TASK GOAL: Report every line of the records that includes the word "below".

SUPPLIED DATA:
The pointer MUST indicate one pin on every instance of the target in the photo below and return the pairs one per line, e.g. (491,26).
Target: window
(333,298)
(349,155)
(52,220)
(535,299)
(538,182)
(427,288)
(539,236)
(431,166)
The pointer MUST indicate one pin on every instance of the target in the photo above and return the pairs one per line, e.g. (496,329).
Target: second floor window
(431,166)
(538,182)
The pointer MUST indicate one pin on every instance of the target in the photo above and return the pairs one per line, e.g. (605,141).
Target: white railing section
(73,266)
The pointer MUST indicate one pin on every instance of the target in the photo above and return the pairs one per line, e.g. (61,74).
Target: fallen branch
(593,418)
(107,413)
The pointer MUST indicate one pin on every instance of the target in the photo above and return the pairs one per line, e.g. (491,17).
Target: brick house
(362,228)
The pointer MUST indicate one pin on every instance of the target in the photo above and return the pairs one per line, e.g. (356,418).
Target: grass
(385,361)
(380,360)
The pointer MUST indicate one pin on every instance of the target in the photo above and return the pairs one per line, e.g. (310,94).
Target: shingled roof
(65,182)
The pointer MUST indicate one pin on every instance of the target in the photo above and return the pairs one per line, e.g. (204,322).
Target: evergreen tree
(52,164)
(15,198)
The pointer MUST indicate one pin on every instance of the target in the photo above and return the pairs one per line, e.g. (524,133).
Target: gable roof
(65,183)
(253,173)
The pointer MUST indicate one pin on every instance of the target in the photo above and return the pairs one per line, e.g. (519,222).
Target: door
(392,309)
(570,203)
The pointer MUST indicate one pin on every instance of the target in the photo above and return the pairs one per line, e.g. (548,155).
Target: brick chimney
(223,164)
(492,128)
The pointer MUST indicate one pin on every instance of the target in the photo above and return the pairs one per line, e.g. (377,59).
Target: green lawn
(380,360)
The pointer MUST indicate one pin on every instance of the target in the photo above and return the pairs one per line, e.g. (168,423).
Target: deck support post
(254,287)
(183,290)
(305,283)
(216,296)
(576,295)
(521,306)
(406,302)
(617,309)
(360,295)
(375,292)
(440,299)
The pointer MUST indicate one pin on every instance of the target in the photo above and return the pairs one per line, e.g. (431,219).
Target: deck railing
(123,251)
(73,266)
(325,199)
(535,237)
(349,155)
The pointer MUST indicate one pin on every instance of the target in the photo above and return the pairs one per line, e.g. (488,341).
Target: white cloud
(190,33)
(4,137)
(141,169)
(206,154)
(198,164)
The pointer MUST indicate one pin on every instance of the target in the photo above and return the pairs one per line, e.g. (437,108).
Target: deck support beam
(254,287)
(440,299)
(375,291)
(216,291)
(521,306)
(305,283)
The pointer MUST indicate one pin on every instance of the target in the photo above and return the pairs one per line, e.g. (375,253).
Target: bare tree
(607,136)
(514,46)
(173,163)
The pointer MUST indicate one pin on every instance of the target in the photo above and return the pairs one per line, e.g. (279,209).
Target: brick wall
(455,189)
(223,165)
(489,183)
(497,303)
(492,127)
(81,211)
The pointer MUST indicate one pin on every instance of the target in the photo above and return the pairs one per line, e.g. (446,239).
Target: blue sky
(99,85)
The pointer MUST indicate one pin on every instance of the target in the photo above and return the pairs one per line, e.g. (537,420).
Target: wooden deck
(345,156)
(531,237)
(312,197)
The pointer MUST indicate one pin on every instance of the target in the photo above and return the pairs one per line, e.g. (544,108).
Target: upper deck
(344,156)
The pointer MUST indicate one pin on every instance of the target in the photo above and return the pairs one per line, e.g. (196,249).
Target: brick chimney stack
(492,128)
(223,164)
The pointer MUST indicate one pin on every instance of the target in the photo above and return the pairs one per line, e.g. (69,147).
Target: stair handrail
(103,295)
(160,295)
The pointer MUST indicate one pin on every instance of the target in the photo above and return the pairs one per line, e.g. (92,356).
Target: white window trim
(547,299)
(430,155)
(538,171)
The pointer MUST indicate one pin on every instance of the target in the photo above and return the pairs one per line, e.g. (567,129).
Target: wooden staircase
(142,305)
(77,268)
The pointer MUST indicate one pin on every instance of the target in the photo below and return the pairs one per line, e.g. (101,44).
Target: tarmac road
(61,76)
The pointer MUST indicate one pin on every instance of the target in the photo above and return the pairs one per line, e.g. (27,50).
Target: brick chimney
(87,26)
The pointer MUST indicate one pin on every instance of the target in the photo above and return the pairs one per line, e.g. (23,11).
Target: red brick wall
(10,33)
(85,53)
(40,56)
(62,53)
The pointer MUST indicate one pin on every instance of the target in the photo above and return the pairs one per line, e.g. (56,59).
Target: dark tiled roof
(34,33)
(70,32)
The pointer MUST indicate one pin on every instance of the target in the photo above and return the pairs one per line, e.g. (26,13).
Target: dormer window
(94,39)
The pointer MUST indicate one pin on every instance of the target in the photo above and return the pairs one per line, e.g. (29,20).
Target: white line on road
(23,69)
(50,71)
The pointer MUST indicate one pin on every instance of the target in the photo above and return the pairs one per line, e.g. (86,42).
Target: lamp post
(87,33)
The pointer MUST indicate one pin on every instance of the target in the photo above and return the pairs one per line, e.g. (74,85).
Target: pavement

TASK SOLUTION:
The pointer MUST indicate one pin on every instance of the target in the photo below and return the pairs one per line, e.g. (491,26).
The pointer MUST indicate one pin on every instance of the target in the photo below and return the pairs one per line, e.g. (101,44).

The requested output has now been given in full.